**你的目标:** 统计下方材料中含有字符串“left”的行数，只回答这个数字。

**输入材料:**
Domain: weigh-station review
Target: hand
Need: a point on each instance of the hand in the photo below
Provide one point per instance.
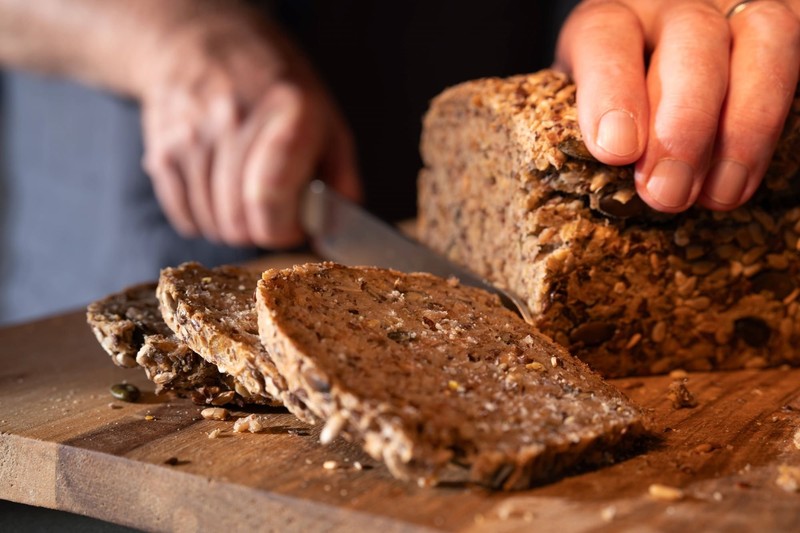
(235, 124)
(702, 119)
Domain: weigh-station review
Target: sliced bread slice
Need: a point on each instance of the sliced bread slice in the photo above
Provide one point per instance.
(213, 312)
(426, 372)
(129, 327)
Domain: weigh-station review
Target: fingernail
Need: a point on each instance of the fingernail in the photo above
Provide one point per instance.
(617, 133)
(671, 182)
(726, 182)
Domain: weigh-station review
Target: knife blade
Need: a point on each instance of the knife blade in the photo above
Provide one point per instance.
(341, 231)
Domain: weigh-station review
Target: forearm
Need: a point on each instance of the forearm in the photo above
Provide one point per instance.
(106, 43)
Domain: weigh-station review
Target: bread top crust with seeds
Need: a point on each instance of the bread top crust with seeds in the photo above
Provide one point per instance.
(128, 325)
(213, 311)
(426, 372)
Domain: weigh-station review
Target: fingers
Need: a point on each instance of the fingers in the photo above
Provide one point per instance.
(280, 161)
(338, 165)
(602, 45)
(687, 82)
(171, 193)
(764, 68)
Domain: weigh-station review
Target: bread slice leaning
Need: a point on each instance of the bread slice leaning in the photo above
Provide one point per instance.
(129, 327)
(426, 372)
(213, 312)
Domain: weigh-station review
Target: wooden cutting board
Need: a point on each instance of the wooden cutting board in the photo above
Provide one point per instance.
(66, 444)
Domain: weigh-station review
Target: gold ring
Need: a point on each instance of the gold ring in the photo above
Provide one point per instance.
(738, 7)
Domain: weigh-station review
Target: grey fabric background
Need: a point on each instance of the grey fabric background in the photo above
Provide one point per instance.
(78, 218)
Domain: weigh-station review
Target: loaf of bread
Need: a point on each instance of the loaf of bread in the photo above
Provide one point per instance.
(426, 372)
(213, 311)
(129, 326)
(509, 190)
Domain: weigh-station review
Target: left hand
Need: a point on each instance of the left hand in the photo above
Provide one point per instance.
(702, 119)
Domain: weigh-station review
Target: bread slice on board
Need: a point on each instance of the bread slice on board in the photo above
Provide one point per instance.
(129, 326)
(426, 372)
(213, 312)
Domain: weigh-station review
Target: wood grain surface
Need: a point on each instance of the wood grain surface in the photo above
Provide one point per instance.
(66, 443)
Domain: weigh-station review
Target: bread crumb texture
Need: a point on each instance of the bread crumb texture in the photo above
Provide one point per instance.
(426, 372)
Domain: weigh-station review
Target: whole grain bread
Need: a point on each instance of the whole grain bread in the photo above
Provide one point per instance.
(426, 372)
(213, 312)
(129, 326)
(509, 191)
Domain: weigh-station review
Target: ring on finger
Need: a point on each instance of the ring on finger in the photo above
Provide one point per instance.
(738, 7)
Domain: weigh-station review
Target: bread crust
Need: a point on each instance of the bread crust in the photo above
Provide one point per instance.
(129, 327)
(213, 312)
(426, 373)
(508, 192)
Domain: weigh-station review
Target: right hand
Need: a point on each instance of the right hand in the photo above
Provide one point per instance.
(235, 124)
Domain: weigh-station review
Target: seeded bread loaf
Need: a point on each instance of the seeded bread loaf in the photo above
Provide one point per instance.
(128, 325)
(426, 372)
(213, 312)
(509, 191)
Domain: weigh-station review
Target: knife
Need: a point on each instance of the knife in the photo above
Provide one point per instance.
(343, 232)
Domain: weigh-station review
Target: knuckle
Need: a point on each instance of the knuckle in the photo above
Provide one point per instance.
(686, 129)
(774, 18)
(699, 16)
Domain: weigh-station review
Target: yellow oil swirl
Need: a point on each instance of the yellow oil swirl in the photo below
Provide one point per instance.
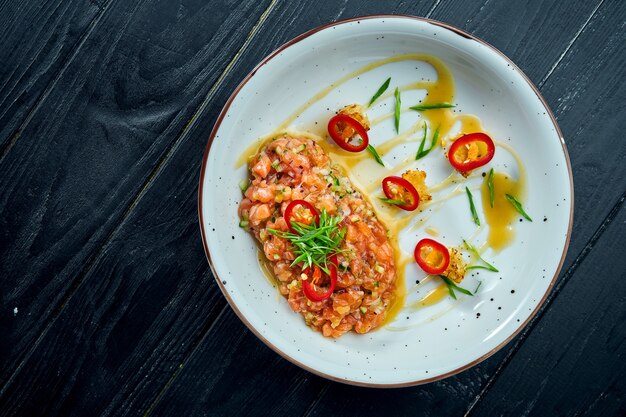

**回复:** 2